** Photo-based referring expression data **
-- Opening Marker --
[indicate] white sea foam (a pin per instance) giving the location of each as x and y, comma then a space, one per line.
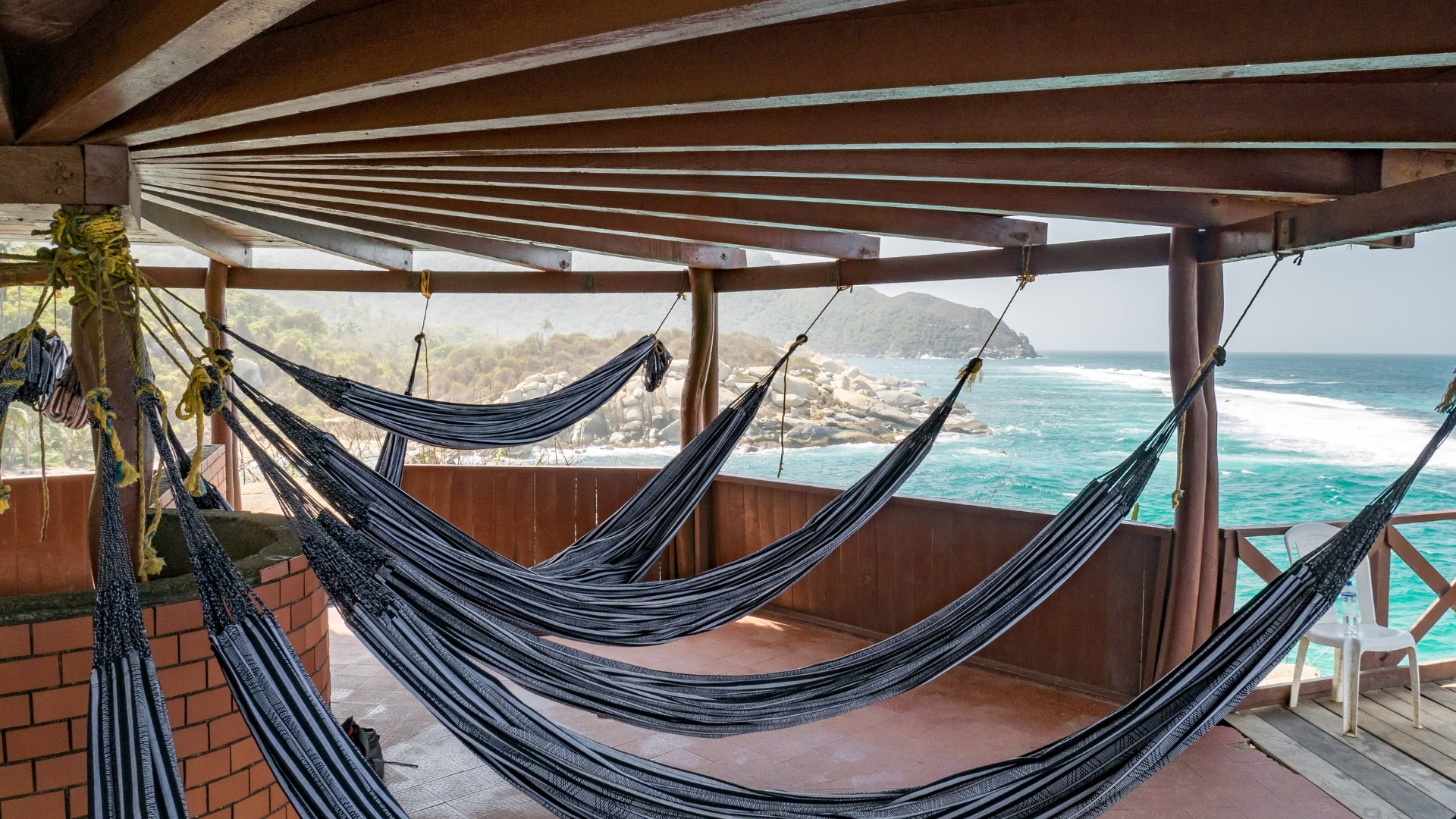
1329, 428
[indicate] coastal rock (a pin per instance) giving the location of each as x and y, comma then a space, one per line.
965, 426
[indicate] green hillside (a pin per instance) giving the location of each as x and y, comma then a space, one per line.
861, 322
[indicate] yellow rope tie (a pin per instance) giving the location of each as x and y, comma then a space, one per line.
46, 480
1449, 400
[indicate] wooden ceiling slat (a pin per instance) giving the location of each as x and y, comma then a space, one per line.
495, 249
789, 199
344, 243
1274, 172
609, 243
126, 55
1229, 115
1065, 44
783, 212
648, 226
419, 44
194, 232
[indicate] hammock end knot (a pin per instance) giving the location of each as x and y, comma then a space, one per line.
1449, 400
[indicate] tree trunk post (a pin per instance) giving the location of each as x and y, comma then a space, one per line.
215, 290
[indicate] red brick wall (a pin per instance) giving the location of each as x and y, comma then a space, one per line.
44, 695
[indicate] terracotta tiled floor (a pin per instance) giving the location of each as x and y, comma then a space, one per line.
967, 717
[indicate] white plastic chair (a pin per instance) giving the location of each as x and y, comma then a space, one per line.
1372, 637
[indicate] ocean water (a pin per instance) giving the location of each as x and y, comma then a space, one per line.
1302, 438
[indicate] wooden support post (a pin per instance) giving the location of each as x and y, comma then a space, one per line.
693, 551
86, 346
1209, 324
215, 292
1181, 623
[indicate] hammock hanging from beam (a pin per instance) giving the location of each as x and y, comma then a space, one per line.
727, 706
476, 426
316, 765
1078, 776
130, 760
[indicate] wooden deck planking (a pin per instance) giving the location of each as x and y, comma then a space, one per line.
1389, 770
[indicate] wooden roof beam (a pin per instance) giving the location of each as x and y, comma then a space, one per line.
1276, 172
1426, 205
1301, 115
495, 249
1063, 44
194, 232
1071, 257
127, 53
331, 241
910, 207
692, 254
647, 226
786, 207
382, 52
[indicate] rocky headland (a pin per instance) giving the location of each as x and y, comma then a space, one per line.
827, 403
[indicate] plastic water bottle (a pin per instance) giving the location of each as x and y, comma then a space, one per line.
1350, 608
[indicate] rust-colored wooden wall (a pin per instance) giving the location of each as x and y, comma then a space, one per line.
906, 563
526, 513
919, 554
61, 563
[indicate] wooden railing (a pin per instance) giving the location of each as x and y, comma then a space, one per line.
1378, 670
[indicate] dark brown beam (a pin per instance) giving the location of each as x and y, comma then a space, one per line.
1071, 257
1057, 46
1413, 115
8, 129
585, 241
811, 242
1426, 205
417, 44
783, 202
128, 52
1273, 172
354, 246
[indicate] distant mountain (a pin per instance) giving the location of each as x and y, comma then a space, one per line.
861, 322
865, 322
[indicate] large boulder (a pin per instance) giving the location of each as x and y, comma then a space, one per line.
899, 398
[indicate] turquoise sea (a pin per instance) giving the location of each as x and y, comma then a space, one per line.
-- Closing Marker --
** Work task **
Render the records above word for word and leave the pictures out.

** Task answer **
[indicate] white sea foam (a pin per instance) giving the location of each as x and y, comma then a space, one per line.
1329, 428
[indicate] coastal rock (a pin per instance) giving the location of each as x and y, comma then a space, one per line.
965, 426
[indicate] green hillside (a pin per instance) giving the location of each as x and y, comma then a space, one per line.
861, 322
[indicate] yellow rope tie (a pin per instance) giving the location of each as x and y, comma then a space, one per line.
46, 480
1449, 400
[indicate] wooden ceiling slat (a pin per instance) giving the location of each as x and y, comma then a space, one per line.
495, 249
789, 199
344, 243
1274, 172
609, 243
126, 55
1229, 115
1065, 44
783, 212
648, 226
419, 44
194, 232
[indicate] hammock end knot (a pin per instance) giving the location of each as x and y, comma then a space, one per line.
1449, 400
[indicate] tree trunk post (a pin per instance) giving the location of each as x and y, comma then a space, one per line.
215, 290
[indicate] red brick wall (a pin per instance) giving the location of each as x and y, comma then a space, one per line.
44, 695
[indicate] terracotta tiled floor (a pin per instance) giving the location of each as x and y, comma then a space, one per line.
967, 717
[indicate] white plastic chair (a pin per instance) giving the location of each as x and y, comma then a space, one per line.
1372, 637
[indicate] ocean water (a pin per instance) giving the location of each as x and y, comma then a space, one per line.
1302, 438
[indicate] wooden support post (a pin per instance) giving the location of each as x and y, comma then a space, one per line.
693, 551
86, 346
1209, 324
215, 292
1181, 623
[indicate] hammock hanging from beam (a pin per instance) giving the location of each as x and y, comma then a space, one per line.
727, 706
476, 426
316, 765
1078, 776
130, 760
[indicate] wooden deck planking (a pin per instance) giving the location of each as x and y, comma then a space, one per line.
1389, 770
[indicate] wooden roof beam (a pin per instance) giving the location of each as x and y, comma then a space, one per line.
1276, 172
1426, 205
1301, 115
495, 249
1063, 44
194, 232
1071, 257
127, 53
331, 241
910, 207
692, 254
647, 226
786, 207
382, 52
[indicate] rocky headland (a pin per instance) giving the location of each as x and y, comma then a space, one per line.
827, 403
[indicate] plastic water bottle (a pin per instance) giving the location of each as x and y, comma then a space, one per line.
1350, 608
[indicate] rust-colored wooden wall (a pin per instance) giving the location of each as x and y, comma then a space, one per line.
906, 563
526, 513
919, 554
61, 563
[indicate] wooden railing (a pin per instance) giving the location of each as x and y, comma then a space, one per line.
1378, 670
[indicate] dark brown beam (a pin per instance) giving the location of each as x and y, comma then a space, one per line.
1071, 257
1057, 46
1413, 115
8, 129
585, 241
811, 242
1426, 205
417, 44
783, 202
128, 52
1273, 172
354, 246
[indicate] distant mountain (a pin per instance) giving the location of each as x and y, comma then a space, one per line.
861, 322
865, 322
[indicate] large boulder (a pin per instance) giving the location of each as x and y, comma then a space, one per line.
899, 398
[indicate] turquoise sea (a pin per instance) giving the location of each as x and y, comma then a space, one per line.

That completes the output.